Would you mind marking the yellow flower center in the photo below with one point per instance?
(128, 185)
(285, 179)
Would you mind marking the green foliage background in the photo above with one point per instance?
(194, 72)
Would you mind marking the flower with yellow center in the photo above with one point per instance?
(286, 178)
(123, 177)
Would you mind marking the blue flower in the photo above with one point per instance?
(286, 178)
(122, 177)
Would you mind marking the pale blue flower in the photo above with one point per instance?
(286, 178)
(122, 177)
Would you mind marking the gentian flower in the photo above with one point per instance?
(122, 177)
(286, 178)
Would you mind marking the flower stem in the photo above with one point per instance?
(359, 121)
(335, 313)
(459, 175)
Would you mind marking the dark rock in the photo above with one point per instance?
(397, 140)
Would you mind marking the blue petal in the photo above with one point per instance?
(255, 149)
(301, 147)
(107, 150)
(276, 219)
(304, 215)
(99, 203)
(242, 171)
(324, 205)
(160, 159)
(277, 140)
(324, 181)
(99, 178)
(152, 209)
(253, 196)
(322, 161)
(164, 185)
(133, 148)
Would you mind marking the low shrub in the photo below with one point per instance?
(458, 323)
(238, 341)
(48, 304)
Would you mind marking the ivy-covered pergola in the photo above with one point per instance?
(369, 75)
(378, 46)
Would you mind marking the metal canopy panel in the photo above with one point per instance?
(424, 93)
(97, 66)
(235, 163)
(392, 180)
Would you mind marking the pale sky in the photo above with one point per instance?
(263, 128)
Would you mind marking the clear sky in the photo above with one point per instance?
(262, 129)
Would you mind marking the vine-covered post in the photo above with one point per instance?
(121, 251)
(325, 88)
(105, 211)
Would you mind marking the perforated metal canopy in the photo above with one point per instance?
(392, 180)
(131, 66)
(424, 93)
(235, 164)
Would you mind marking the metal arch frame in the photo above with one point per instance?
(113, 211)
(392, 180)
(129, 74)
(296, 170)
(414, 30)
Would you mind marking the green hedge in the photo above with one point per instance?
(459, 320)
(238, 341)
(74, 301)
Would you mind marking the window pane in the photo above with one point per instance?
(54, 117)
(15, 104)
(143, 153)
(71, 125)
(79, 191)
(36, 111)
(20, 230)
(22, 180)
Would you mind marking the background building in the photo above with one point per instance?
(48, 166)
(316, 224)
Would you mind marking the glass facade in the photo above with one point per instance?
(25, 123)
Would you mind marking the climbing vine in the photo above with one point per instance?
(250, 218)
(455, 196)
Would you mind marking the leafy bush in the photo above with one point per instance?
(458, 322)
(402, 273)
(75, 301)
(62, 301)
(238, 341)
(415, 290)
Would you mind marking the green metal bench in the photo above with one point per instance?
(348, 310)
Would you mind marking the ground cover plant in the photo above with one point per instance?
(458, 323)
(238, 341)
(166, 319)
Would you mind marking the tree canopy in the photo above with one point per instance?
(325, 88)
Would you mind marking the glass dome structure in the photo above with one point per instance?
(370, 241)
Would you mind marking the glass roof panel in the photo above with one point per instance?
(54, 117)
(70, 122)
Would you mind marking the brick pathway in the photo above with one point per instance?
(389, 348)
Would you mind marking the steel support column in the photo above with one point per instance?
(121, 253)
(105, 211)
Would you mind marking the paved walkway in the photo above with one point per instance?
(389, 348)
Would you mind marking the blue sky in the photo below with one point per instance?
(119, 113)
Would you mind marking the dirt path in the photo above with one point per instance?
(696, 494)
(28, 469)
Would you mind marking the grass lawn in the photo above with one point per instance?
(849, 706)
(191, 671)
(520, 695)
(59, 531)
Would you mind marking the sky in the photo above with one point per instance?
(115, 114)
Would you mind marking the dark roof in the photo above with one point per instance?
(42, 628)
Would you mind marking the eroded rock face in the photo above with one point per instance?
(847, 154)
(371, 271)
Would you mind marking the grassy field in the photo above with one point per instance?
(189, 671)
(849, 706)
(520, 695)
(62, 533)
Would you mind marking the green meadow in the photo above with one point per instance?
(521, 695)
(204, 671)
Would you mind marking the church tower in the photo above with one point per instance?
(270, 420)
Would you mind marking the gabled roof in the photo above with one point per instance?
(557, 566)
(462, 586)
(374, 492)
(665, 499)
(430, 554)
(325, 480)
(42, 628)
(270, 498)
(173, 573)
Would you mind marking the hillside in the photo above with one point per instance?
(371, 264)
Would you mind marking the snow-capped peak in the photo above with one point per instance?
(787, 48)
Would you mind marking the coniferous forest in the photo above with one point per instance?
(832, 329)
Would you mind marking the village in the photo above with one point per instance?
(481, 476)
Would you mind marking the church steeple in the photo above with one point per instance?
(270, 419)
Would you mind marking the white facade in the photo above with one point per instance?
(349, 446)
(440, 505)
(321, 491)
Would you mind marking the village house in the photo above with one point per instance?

============================================================

REQUIREMENTS – Return every row above verbatim and in its original order, changing nothing.

EXERCISE RESULT –
Would you mind marking the yellow flower center in the photo below with one point per instance?
(128, 185)
(285, 179)
Would you mind marking the green foliage background in the photo above with one point per instance?
(194, 72)
Would you mind marking the flower with yellow center in the photo above with one point per instance?
(286, 178)
(123, 177)
Would you mind marking the blue flower in the photo above with one point per instance?
(286, 178)
(122, 177)
Would you mind marking the pale blue flower in the photo above with one point per instance?
(286, 178)
(122, 177)
Would you mind marking the gentian flower in the photo above with one point per instance?
(122, 177)
(286, 178)
Would you mind marking the flower stem in the photo above with one point per instance?
(359, 121)
(335, 313)
(459, 175)
Would you mind marking the dark rock in the photo above with one point per instance?
(397, 140)
Would you mind marking the blue petal in the photo above with one point per instance?
(255, 149)
(301, 147)
(107, 150)
(276, 219)
(304, 215)
(99, 203)
(242, 171)
(324, 205)
(160, 159)
(277, 140)
(324, 181)
(99, 178)
(152, 209)
(253, 196)
(322, 161)
(164, 185)
(133, 148)
Would you mind marking the low shrub in the photo below with one point per instance?
(458, 323)
(238, 341)
(48, 304)
Would you mind marking the ivy-covered pergola in the photo above with one point per instance?
(369, 75)
(378, 46)
Would you mind marking the metal canopy panel in the photo above with one point per instance?
(424, 93)
(97, 66)
(235, 163)
(392, 180)
Would you mind marking the pale sky in the photo above with one point per instance?
(263, 128)
Would you mind marking the clear sky in the photo above with one point per instance?
(262, 129)
Would you mind marking the vine-covered post in the photo above with one point per instance?
(121, 251)
(325, 88)
(105, 211)
Would you mind marking the perforated metal canopy in the photo above with one point per instance?
(392, 180)
(131, 66)
(424, 93)
(235, 164)
Would you mind marking the metal arch frame in the photo above with one point per instance?
(113, 211)
(392, 180)
(129, 74)
(296, 170)
(414, 30)
Would you mind marking the green hedge in the photo above with one point per instance?
(459, 320)
(238, 341)
(74, 301)
Would you mind marking the window pane in the photo above with one point per instance?
(54, 117)
(15, 104)
(143, 153)
(71, 125)
(79, 191)
(36, 111)
(20, 230)
(22, 180)
Would you mind marking the background building in the photo above with one point per instance?
(48, 166)
(316, 224)
Would you mind marking the glass facade in the photo above with one point per instance?
(25, 123)
Would you mind marking the climbing vine in the photo above with one point per instance?
(250, 218)
(455, 196)
Would you mind marking the leafy bush in the photo above with one point per instance?
(458, 322)
(402, 273)
(75, 301)
(62, 301)
(238, 341)
(415, 290)
Would you mind marking the green metal bench in the photo above with one point per instance?
(348, 310)
Would you mind marking the ground cover plant in the photo above with one point per instance?
(458, 323)
(238, 341)
(166, 319)
Would you mind marking the tree canopy in the photo above with one point per instance?
(325, 88)
Would you mind marking the glass dome structure in the photo above with one point per instance?
(370, 241)
Would you mind marking the glass roof panel in the photo above with one point per instance?
(54, 117)
(70, 122)
Would you mind marking the brick pathway in the photo above with one point per instance?
(389, 348)
Would you mind marking the steel support column in the photo above with one point per instance?
(121, 253)
(105, 211)
Would you mind marking the paved walkway in the photo above with one point per instance?
(389, 348)
Would you mind marking the blue sky in the photo below with one point per instance?
(119, 113)
Would you mind marking the dirt path in the photo above with one point per instance?
(696, 494)
(28, 469)
Would you mind marking the grass lawn in the photo above with one point per instance?
(849, 706)
(191, 671)
(520, 695)
(59, 531)
Would you mind marking the sky in the photo above with one point per instance?
(115, 114)
Would you mind marking the dark roof in the photo above with one point per instance?
(42, 628)
Would you mind marking the eroded rock face in the photo above with one point per instance?
(847, 154)
(371, 271)
Would you mind marking the grassy field in the photo above with one point per instance?
(189, 671)
(849, 706)
(520, 695)
(62, 533)
Would you mind marking the green meadow in the photo above with one point per instance?
(521, 695)
(204, 671)
Would you mind marking the church tower in the photo above with one point per instance?
(270, 420)
Would you mind marking the gabled roof in the photo above with one point per instance?
(557, 566)
(462, 586)
(374, 492)
(665, 499)
(430, 554)
(325, 480)
(42, 628)
(270, 498)
(173, 573)
Would you mind marking the hillside in the photo above with one point per instance?
(371, 264)
Would you mind marking the snow-capped peak in the photo above with one point per instance?
(787, 48)
Would you mind marking the coniferous forest in the photo above with one point per instance?
(832, 329)
Would you mind marking the village in the photo above with one point per instance?
(481, 476)
Would you mind marking the church steeple in the photo above with one point per instance?
(270, 419)
Would you mind marking the white facade in the photo above with one point per instance?
(349, 446)
(440, 505)
(321, 491)
Would you mind marking the village house in the photo above with one point per instance?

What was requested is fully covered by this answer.